EXERCISE DETAILS. Pull every line holding the word "Above" out of the data and copy it.

(RECORD EXCERPTS begins)

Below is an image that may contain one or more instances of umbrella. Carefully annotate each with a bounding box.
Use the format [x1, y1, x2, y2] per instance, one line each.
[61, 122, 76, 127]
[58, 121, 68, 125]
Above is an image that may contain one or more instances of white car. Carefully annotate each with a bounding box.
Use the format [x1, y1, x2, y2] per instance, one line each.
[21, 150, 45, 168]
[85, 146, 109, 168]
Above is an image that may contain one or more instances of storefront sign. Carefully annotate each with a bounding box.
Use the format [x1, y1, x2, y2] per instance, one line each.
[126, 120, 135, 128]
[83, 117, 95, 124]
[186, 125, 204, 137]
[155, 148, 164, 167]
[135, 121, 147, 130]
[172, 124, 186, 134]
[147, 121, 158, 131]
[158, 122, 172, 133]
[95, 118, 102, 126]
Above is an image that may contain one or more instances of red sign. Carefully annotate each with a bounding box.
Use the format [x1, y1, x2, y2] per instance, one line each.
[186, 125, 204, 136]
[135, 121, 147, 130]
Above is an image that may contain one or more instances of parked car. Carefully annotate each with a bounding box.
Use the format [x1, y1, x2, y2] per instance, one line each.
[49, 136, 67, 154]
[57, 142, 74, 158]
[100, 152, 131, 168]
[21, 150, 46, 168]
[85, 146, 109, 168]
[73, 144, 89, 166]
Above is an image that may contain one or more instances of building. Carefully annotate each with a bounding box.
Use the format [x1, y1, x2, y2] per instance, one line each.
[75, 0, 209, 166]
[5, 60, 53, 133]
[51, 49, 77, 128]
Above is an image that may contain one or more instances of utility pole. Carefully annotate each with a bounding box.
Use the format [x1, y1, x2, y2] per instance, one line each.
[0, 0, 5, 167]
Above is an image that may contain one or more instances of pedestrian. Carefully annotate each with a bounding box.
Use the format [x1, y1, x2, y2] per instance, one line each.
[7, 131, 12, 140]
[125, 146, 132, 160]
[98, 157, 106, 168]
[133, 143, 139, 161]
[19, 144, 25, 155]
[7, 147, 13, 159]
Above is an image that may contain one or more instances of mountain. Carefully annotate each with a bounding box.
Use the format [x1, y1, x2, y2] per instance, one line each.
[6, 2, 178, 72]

(RECORD EXCERPTS ends)

EXERCISE RESULT.
Above is an image that may contain one or more instances of white car. Carefully annotate each with a bounding box.
Above is an image that may contain one or more instances of storefront sign. Carefully annotate each with a bounding box.
Above is an image that may contain one or more instances of red sign. Carefully annotate each with a bounding box.
Above is an image that may contain one or more instances of parked car. Carefully annotate each with a bounding box.
Above is an image that may contain one or more instances of building. Carefully annotate each with a bounding box.
Above is an image that may contain one or more instances of utility pole. Carefully annotate each with a bounding box.
Above is an image that may contain one or more instances of pedestrian. Carefully annotate each with a bounding box.
Above is an image that may contain one or more instances of mountain. Carefully annotate each with a bounding box.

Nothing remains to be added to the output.